◆ Задания ◆
1 > Ответьте по тексту о тайне писателя:
(а) На какие три части делится мир?
(б) Кем остается писатель, хотя давно ничего не пишет?
(в) Что названо инстанцией, которой писатель доносит «как минимум»?
2 > Продолжите текст о тайне писателя, начав сразу после его последнего предложения.

◆ Извлечённый текст ◆
::::

Выживание подполья обеспечено неизбежными ошибками всех кто приподнялся над дном. Независимой уверенности в себе у подпольщика нет, отсюда его потребность рационализировать. Мир делится на мы, вы и они; мы честные и держим фронт, бьемся на дуэли; они предают, погнались за славой и т.д. Решающей разницы уровня, которую можно было бы ощутить как тон и цвет, не получается, от высших сфер подпольщика отделяет всё-таки своего рода партийность, требующая усилий для поддержания своего статуса. Смертельной угрозой становится поэтому подозрение в нечистоте отстраненности, оно вызывает смертельную панику. Писатель должен убить в себе свою смерть. Для этого нужно убить другого, кто слишком к нему приблизился и может вырвать его тайну.
Тайна писателя в том, что хотя он давно ничего не пишет, он остается литератором, т.е. доносчиком. Он божественный шпион. Это жало у него вырвет тот, кто перехватит донос и отнесет его в человеческие инстанции. Предполагается, в порядке всё той же мифологии, что такие инстанции существуют в могущественных органах безопасности, неустанно готовых выслушивать доносы. Писатель боится оказаться доносчиком как удара в свое сердце. Он тоже сообщает. Инстанция, которой он доносит, это как минимум суд истории. Если окажется, что литература это всего лишь цепочка сообщений от людей к людям, если сообщения образуют замкнутую цепь и тайна слова иллюзорна, это убьет литературу и писателя. Слово с самого начала было задумано как сакральное. Человеческое сердце будет взрезано для сохранности этого сердца литературы.

::::

(Набор записей)

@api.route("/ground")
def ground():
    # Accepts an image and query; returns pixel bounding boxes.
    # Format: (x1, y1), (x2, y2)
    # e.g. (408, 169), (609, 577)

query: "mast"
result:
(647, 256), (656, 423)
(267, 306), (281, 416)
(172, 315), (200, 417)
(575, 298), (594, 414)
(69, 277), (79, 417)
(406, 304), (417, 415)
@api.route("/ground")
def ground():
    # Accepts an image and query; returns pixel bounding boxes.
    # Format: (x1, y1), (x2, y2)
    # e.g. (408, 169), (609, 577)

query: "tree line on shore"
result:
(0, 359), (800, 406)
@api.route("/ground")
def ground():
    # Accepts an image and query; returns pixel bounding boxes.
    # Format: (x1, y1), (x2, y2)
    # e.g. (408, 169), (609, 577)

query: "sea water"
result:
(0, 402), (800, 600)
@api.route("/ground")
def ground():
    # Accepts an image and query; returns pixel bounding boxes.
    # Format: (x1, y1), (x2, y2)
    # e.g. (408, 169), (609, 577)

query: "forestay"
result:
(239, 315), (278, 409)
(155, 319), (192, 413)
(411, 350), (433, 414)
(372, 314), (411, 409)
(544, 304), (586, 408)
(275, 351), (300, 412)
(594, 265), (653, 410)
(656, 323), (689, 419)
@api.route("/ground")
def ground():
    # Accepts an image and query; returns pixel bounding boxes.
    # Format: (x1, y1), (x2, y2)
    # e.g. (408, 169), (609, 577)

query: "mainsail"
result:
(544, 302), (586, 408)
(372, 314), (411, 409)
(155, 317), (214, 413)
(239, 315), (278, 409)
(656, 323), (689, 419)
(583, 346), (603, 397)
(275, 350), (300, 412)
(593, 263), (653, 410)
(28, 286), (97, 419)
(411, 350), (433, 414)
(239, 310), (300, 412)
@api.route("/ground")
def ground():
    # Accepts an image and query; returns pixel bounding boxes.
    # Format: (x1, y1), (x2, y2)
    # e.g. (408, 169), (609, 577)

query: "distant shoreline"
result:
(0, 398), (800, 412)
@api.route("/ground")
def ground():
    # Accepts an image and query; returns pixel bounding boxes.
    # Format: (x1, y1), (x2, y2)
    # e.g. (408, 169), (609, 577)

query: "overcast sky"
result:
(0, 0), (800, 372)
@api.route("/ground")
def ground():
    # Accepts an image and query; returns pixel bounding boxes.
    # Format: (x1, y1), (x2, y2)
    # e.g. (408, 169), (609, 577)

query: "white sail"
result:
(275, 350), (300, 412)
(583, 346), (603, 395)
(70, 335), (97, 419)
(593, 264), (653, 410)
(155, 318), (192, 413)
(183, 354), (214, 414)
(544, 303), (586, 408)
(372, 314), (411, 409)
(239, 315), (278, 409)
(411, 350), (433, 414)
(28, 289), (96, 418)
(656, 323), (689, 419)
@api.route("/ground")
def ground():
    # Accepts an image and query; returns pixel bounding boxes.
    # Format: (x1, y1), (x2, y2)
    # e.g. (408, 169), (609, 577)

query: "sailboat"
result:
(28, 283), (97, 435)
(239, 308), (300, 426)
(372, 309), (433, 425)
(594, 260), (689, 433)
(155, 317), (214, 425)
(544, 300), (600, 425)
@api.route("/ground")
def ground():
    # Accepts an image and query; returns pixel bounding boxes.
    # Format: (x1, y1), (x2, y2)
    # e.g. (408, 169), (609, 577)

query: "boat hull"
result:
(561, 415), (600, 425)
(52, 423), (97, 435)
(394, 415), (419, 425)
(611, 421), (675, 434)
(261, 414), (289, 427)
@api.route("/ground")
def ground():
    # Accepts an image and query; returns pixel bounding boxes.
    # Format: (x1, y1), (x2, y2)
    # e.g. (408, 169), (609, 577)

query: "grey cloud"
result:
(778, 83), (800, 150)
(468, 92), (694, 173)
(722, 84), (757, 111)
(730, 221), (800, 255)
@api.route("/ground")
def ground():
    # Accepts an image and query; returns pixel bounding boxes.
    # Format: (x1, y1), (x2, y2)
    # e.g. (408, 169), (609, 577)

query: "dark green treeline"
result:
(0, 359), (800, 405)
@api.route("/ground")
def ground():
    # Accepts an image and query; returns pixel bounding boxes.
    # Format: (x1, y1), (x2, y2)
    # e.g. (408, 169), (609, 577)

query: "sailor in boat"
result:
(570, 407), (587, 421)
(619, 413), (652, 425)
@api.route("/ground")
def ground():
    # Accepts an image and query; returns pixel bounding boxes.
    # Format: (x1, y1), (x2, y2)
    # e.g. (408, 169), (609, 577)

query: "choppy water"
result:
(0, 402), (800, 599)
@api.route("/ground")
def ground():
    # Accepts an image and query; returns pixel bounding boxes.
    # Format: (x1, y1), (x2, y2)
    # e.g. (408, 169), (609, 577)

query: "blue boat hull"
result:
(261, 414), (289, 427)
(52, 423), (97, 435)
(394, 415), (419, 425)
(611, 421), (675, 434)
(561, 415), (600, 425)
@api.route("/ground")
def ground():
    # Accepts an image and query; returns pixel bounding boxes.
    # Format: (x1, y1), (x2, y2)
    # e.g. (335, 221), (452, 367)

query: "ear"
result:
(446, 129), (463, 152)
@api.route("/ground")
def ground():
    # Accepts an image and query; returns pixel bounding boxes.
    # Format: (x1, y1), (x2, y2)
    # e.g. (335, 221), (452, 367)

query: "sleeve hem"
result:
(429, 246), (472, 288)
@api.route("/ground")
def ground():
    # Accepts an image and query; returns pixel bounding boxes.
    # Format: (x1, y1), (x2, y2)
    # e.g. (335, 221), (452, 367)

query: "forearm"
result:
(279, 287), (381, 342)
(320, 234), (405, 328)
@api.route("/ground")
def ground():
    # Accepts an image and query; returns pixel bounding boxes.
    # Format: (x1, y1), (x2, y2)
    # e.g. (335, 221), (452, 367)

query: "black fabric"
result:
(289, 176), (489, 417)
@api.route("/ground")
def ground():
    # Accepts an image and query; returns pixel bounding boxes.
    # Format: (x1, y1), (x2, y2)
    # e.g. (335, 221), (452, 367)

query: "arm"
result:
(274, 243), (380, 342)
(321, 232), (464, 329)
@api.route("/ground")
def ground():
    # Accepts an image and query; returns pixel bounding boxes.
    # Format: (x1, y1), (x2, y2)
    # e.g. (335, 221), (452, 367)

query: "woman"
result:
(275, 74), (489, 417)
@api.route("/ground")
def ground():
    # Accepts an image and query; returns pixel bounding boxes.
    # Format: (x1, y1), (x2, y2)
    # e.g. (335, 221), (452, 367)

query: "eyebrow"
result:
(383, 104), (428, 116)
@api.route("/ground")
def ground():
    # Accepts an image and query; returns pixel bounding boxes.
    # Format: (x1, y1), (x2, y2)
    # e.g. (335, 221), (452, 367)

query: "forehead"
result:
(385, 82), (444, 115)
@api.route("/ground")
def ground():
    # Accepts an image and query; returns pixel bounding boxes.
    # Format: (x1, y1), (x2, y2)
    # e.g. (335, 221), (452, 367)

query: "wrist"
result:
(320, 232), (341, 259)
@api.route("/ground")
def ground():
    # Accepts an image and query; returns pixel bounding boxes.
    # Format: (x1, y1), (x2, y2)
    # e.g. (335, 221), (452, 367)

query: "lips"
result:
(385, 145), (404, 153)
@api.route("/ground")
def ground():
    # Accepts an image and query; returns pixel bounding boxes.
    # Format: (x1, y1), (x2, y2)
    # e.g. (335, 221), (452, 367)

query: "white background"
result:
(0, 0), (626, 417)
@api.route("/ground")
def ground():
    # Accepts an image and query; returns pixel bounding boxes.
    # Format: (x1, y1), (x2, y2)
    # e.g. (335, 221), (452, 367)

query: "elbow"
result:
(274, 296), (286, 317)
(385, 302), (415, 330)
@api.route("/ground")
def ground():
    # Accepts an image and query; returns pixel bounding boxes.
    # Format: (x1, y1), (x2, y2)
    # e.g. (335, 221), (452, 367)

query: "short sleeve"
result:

::::

◆ Итоговые ответы ◆
1 >
(а) На «мы», «вы» и «они».
(б) Литератором, т.е. доносчиком.
(в) Суд истории.

2 >
Безнаказанность убийства, номинально объясненная смутой в стране, логически обеспечена главным героем романа, литературой, которая имеет право подавить человека, чтобы сохранить свой статус божественного доноса. Главное сообщение литературы божественным инстанциям именно это, что человек заряжен убийственным ударом. Здесь больше чем пророчество временной гражданской войны. Очистительное убийство как освобождение от кошмара человеческого взаимодоносительства останется потребностью литературы. Литература не может без этого очищения. Она требует жертв. Пока инстанция, которой она несет свое сообщение, молчит, она скорее сама возьмет на себя суд чем кому-либо отдаст его. Во всяком случае она не призна?ет другой инстанции над собой чем молчание.
Мощная сила литературы не приняла государства, системы, вообще человеческого устройства. Она схватила себя за руку, запретив себе какое бы то ни было участие в устройстве. Тайна ее мощи остается в темноте. Под ней злая, яростная почва. Соль России мужик, старый мститель, каким благодаря своему удару стал писатель. Рядом с ним всевластный богач, прячущийся за телохранителем, прозрачен и жалок. Решать будет не он. Роман помогает вглядеться в решающую силу страны. В ней проступают очертания божественного омбудсмена с его тайным доносом. «Я выглядел для них Писателем, жил Писателем. Ведь знали и видели, что я не писал ни строки. Оказывается, это не обязательно».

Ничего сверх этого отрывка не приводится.